▶ **PASSAGE GIVEN**:
------------------------------------------------------------
It gets a bit iffy when accounting for mass, since we only have about 5.5 kg per m² remaining. Sufficient for lightweight supports (even without taking BT space magic armor into account), but for growth medium we'd likely be talking something like wet cotton or similar lightweight substrate rather than soil.

The_Caveman

  • Lieutenant
  • *
  • Posts: 1246
  • A Living Fossil
Re: Thought experiment... ultra long range travel
« Reply #37 on: 17 July 2019, 15:57:03 »
Fears about water damage from gardens are rather overblown IMO. For one, BT spacecraft don't spend much time in actual zero-g, even stationkeeping thrust is close to lunar gravity. Second, it's easier to manage liquids and particles in a microgravity environment than you'd think. You mostly need good ventilation and air currents will take care of the rest. BT spacecraft also aren't the jungles of exposed wiring and computer boards that our impossibly primitive present-day spacecraft are.
------------------------------------------------------------
▶ **SOURCE MATERIAL**:
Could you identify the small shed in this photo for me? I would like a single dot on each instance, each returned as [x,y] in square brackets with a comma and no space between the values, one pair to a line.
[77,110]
------------------------------------------------------------
▶ **DIRECTIVE**: In the passage on ultra long range travel, what does the reply say stationkeeping thrust on BT spacecraft is close to?

▶ **RESULT**: Lunar gravity.